__Your objective__
In the court opinion, on what date was the hearing before the Administrative Law Judge held?

United States District Court, M.D. Florida, Jacksonville Division
Mar 11, 2008
Case No. 3:06-cv-1136-J-25MCR (M.D. Fla. Mar. 11, 2008)

Opinion

Case No. 3:06-cv-1136-J-25MCR.

March 11, 2008


MEMORANDUM OPINION AND ORDER

The parties consented to the exercise of jurisdiction by a United States Magistrate Judge. (Doc. 8).


THIS CAUSE is before the Court on Plaintiff's appeal of an administrative decision denying her application for Social Security benefits. The Court has reviewed the record, the briefs, and the applicable law. For the reasons set forth herein, the Commissioner's decision is REVERSED and the case is REMANDED for further proceedings.

I. PROCEDURAL HISTORY

Plaintiff filed an application for a period of disability and disability insurance benefits ("DIB") on April 25, 2003 alleging an inability to work since December 1, 2001. (Tr. 61-64). The Social Security Administration ("SSA") denied this application initially and on reconsideration. (Tr. 38-39). Plaintiff then requested and received a hearing before an Administrative Law Judge ("ALJ"), which was held on November 9, 2005. (Tr. 578-617). The ALJ issued a decision on December 12, 2005 finding Plaintiff not disabled. (Tr. 19-29). On February 1, 2006, Plaintiff filed a Request for Review by the Appeals Council. (Tr. 14-15). The Appeals Council denied Plaintiff's request for review, thus making the ALJ's December 12, 2005 decision the final decision of the Commissioner. (Tr. 5-7). Plaintiff timely filed her Complaint in the U.S. District Court for review of the Commissioner's decision.

__Information provided__
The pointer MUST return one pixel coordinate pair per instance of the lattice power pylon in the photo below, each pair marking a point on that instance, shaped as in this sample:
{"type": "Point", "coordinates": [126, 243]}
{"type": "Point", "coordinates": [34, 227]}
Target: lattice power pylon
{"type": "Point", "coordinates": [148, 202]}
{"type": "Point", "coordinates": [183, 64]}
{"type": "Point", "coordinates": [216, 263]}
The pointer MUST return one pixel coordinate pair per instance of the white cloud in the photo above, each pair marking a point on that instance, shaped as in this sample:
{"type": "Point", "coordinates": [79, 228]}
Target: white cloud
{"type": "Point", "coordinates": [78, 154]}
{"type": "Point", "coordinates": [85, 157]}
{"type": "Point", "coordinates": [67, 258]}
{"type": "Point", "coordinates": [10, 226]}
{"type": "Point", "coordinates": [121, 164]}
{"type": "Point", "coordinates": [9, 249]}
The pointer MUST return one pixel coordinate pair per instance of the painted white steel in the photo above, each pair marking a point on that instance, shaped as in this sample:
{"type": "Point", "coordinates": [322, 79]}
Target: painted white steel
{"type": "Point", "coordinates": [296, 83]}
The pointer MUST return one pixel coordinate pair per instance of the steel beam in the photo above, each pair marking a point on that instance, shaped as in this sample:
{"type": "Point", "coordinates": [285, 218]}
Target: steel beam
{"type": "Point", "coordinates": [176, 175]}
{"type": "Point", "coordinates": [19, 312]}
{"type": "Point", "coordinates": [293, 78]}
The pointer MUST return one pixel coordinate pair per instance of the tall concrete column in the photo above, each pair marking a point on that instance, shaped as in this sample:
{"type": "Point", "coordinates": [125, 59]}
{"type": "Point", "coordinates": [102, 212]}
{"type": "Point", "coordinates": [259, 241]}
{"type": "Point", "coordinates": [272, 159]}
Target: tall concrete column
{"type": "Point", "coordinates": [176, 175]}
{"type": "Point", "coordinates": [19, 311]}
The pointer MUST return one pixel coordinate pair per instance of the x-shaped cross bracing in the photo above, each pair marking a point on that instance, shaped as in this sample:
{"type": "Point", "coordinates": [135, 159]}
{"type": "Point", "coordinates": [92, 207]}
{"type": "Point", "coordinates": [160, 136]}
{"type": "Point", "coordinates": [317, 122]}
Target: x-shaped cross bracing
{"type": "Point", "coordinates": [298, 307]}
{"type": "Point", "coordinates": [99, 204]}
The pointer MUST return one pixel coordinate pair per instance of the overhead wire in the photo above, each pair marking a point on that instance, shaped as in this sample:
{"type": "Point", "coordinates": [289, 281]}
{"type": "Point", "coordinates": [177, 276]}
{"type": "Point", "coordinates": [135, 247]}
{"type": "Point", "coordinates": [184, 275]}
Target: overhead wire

__Answer to the problem__
November 9, 2005